Each line of the material must be reproduced exactly; pictures stay out.
• • • •
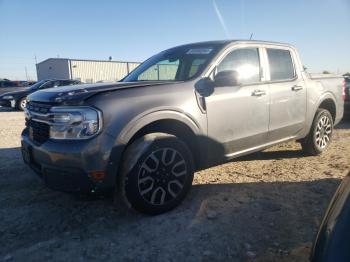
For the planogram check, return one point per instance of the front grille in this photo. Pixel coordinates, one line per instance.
(38, 132)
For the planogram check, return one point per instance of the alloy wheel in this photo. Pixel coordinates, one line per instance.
(162, 176)
(323, 131)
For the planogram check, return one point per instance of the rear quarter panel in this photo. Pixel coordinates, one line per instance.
(321, 88)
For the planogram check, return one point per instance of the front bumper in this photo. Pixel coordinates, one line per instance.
• • • •
# SOLUTION
For the planogram check, return one point per instance of the front grille in this photo. Pixel coordinates, one line per instance.
(38, 132)
For the planogram check, return one point per instance of the alloy wheel in this photo. Pixel coordinates, one line per instance.
(162, 176)
(323, 131)
For the planogram check, return one point per instance of the rear quarter panel in this photo. Pixel coordinates, one line per instance.
(321, 88)
For the planogram check, return one point per instance of the front bumper in this photo. Pixel coordinates, one line per instance.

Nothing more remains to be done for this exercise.